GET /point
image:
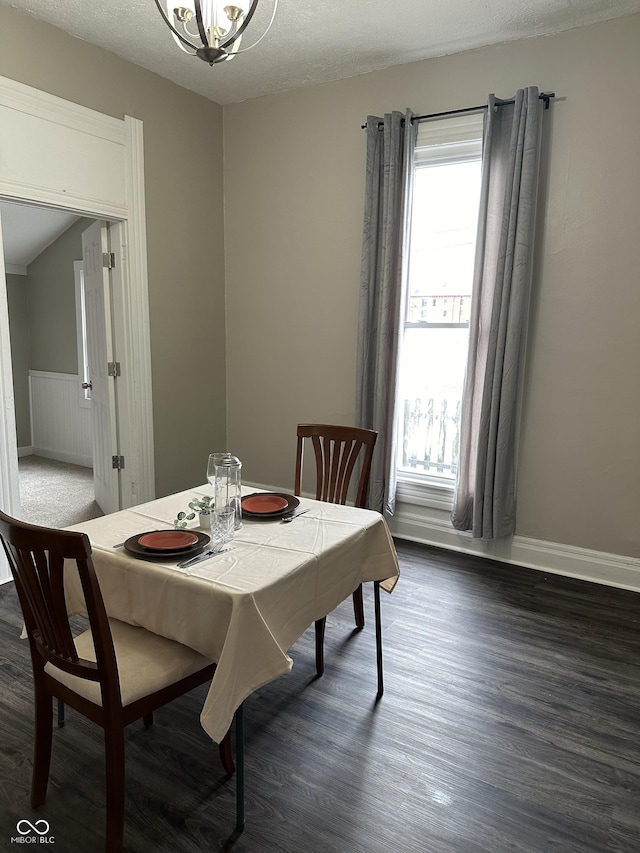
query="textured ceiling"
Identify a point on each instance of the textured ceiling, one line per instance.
(315, 41)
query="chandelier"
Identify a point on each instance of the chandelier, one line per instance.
(211, 29)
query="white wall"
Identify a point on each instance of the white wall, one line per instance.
(294, 180)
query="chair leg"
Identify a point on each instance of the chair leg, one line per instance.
(114, 763)
(42, 747)
(358, 608)
(376, 601)
(239, 716)
(226, 754)
(320, 623)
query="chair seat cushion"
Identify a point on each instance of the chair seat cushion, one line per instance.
(146, 663)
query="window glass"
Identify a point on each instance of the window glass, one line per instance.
(439, 287)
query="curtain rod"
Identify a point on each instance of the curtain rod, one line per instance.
(543, 96)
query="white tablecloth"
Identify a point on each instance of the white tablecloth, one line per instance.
(243, 609)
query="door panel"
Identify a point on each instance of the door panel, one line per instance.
(100, 351)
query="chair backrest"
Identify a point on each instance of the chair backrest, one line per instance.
(337, 449)
(37, 560)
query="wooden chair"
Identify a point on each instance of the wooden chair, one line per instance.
(113, 673)
(337, 449)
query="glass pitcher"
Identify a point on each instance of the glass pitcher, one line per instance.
(227, 483)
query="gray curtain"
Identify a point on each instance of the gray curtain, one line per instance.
(486, 486)
(390, 145)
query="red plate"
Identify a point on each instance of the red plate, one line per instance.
(259, 504)
(167, 540)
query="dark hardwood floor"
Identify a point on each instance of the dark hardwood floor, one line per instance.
(510, 722)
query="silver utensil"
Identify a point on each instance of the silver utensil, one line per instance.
(289, 518)
(206, 555)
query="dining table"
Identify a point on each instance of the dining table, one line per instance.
(246, 606)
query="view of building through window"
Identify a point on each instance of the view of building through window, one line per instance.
(439, 290)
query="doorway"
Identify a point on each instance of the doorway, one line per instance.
(59, 155)
(44, 265)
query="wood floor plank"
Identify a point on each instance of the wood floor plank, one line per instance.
(510, 724)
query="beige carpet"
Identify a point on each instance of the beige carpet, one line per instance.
(56, 494)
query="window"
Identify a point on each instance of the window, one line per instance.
(446, 194)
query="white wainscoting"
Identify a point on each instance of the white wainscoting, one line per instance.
(60, 426)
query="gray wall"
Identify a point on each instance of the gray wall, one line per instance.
(184, 208)
(52, 303)
(294, 179)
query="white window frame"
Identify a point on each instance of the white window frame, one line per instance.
(454, 139)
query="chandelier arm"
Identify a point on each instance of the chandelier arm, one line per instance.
(172, 28)
(242, 27)
(200, 22)
(257, 41)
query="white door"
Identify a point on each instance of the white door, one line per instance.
(95, 245)
(9, 483)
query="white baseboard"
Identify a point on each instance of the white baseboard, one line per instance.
(62, 456)
(553, 557)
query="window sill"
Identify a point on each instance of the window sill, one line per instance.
(424, 491)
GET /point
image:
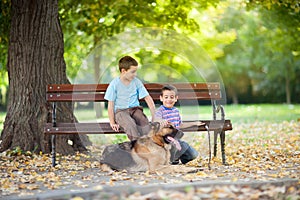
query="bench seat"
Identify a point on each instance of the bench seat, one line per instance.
(95, 93)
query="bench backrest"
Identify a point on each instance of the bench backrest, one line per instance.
(95, 92)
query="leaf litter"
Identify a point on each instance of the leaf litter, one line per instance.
(257, 152)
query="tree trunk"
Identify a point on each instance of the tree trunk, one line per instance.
(35, 59)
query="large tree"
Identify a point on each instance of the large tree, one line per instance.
(35, 59)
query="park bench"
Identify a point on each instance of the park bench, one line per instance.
(210, 92)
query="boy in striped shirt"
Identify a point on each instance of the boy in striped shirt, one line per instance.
(167, 113)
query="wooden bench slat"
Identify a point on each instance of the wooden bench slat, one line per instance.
(96, 97)
(104, 127)
(149, 86)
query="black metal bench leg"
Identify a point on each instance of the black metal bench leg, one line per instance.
(222, 137)
(215, 142)
(53, 142)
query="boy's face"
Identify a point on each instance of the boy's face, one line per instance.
(168, 98)
(130, 74)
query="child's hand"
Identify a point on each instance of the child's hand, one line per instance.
(115, 127)
(164, 123)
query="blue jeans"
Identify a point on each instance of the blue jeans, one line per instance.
(185, 155)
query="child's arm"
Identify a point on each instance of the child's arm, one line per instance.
(151, 106)
(111, 116)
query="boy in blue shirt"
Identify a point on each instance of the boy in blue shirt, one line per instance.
(167, 113)
(123, 94)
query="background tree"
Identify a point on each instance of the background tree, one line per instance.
(35, 59)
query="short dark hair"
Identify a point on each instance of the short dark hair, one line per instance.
(126, 62)
(170, 88)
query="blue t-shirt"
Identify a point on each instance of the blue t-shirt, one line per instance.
(125, 96)
(172, 115)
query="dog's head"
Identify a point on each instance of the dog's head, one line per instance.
(165, 134)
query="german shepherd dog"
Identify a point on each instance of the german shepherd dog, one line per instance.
(148, 153)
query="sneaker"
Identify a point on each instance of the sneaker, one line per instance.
(175, 162)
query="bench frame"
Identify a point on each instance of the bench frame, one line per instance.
(95, 93)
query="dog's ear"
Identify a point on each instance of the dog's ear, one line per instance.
(155, 126)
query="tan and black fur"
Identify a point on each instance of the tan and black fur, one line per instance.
(148, 153)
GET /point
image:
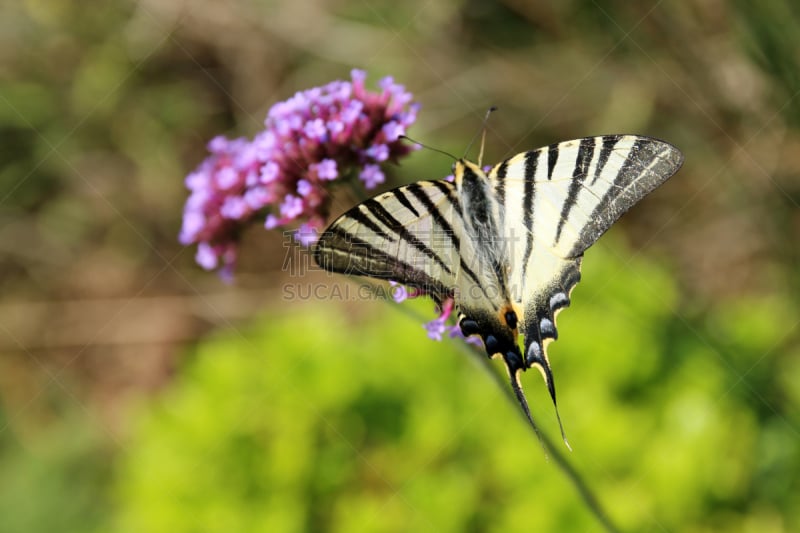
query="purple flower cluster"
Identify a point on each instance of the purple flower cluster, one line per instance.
(438, 326)
(283, 175)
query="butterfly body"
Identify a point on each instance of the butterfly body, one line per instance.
(506, 245)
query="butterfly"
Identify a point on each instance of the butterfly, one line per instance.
(505, 244)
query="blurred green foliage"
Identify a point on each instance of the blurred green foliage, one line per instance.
(367, 425)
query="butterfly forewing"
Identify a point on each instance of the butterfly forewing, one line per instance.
(410, 235)
(506, 246)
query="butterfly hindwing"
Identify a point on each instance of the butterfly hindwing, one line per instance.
(410, 235)
(567, 195)
(507, 245)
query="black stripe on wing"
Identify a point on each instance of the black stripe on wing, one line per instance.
(394, 225)
(531, 161)
(340, 251)
(582, 162)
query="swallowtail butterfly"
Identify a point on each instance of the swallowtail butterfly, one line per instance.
(505, 244)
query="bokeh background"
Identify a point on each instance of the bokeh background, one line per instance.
(140, 393)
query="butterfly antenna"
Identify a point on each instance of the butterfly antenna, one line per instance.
(406, 137)
(482, 132)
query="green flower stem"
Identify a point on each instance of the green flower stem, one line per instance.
(589, 498)
(587, 495)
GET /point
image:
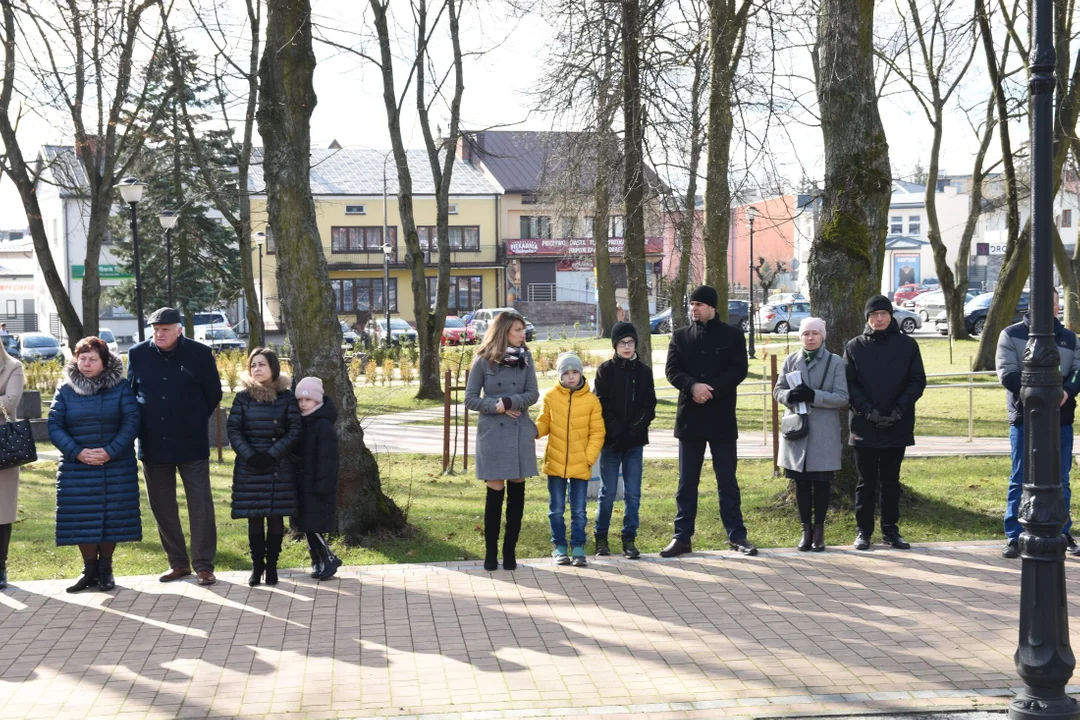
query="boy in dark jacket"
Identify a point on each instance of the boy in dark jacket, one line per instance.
(318, 476)
(625, 390)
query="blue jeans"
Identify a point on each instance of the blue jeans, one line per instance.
(1016, 479)
(556, 510)
(631, 463)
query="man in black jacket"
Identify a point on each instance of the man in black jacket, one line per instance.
(885, 380)
(177, 386)
(625, 390)
(705, 363)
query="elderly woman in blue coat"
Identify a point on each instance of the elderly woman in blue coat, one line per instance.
(94, 422)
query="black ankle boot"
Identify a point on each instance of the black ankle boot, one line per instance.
(273, 551)
(515, 507)
(89, 578)
(807, 538)
(493, 518)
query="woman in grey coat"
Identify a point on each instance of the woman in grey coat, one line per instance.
(813, 459)
(502, 384)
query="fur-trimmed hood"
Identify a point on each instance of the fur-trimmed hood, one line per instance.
(109, 378)
(262, 393)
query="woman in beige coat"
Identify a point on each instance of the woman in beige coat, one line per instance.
(11, 393)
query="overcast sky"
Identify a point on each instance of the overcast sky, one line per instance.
(497, 83)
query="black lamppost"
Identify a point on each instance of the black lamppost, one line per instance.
(131, 190)
(751, 215)
(1043, 657)
(169, 219)
(260, 238)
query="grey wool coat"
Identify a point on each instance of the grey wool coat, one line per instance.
(505, 447)
(820, 450)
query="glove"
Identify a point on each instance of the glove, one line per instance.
(261, 461)
(800, 393)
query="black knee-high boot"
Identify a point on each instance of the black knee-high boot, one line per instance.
(515, 507)
(493, 518)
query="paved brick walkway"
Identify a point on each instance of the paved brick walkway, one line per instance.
(713, 635)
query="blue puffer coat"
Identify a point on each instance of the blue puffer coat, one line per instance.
(96, 503)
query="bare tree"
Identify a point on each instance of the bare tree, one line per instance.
(286, 100)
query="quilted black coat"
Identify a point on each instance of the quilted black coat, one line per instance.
(265, 419)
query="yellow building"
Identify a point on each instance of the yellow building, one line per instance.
(348, 189)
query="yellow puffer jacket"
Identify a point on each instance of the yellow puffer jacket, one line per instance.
(575, 422)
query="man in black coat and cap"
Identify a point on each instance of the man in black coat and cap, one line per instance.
(706, 362)
(885, 379)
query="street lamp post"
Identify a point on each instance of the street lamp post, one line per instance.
(751, 215)
(259, 239)
(169, 219)
(1044, 660)
(131, 190)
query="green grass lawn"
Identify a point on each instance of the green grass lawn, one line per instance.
(953, 499)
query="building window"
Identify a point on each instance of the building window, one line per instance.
(536, 226)
(363, 294)
(360, 240)
(466, 294)
(462, 238)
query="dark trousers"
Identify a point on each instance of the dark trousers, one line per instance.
(161, 491)
(691, 457)
(878, 469)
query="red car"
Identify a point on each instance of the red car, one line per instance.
(456, 333)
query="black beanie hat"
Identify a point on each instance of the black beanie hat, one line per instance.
(623, 330)
(704, 294)
(877, 302)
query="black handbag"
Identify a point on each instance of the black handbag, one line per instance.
(16, 442)
(796, 426)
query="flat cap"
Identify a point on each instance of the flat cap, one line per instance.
(165, 316)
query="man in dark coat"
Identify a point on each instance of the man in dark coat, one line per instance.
(705, 363)
(885, 380)
(177, 386)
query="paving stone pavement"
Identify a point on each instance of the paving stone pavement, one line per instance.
(705, 636)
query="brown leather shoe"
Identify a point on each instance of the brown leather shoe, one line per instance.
(174, 574)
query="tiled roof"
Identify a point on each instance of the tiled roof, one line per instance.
(359, 172)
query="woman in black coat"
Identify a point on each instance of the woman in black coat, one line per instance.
(264, 425)
(318, 476)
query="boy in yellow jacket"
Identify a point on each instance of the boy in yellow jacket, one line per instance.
(572, 418)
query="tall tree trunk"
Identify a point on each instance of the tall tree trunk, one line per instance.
(637, 281)
(848, 252)
(286, 99)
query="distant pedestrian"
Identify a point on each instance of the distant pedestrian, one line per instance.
(318, 476)
(12, 381)
(501, 388)
(264, 425)
(93, 422)
(1012, 343)
(706, 362)
(572, 420)
(629, 399)
(885, 380)
(178, 388)
(812, 459)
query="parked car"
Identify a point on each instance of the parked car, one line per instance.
(106, 335)
(782, 317)
(36, 347)
(400, 330)
(932, 302)
(482, 318)
(908, 321)
(219, 338)
(456, 333)
(974, 313)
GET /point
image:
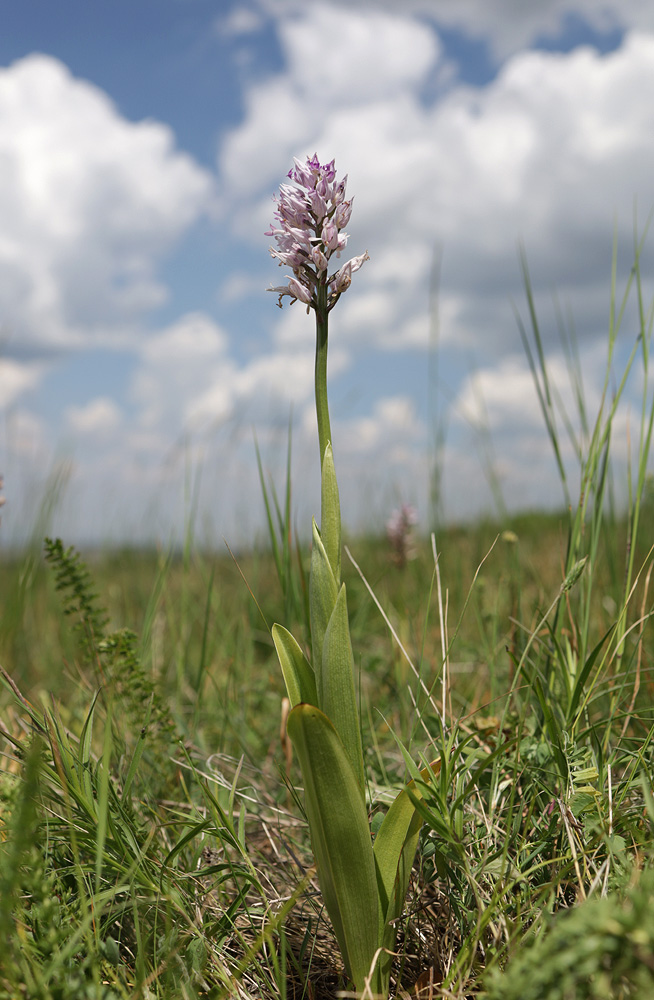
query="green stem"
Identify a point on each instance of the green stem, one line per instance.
(322, 406)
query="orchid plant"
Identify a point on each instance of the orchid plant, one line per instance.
(363, 882)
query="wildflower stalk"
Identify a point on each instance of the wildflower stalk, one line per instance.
(363, 884)
(322, 405)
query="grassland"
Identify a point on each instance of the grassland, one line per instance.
(153, 839)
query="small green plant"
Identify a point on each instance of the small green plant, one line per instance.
(363, 884)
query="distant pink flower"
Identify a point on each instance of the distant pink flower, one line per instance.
(310, 217)
(399, 531)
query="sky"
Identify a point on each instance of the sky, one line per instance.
(141, 356)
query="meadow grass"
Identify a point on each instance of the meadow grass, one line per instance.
(153, 842)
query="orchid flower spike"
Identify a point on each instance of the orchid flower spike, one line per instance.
(310, 218)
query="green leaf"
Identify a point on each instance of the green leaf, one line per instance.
(298, 673)
(395, 846)
(340, 838)
(323, 591)
(330, 518)
(339, 701)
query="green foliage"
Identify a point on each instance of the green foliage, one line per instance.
(602, 949)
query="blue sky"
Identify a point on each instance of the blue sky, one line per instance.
(140, 145)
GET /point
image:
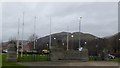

▸ **Aim**
Pick out every line in the items above that contains the word "body" and copy each of those lines.

▸ **Answer to this exercise**
query="butterfly body"
Identify a point on each instance of the butterfly body, one line per instance.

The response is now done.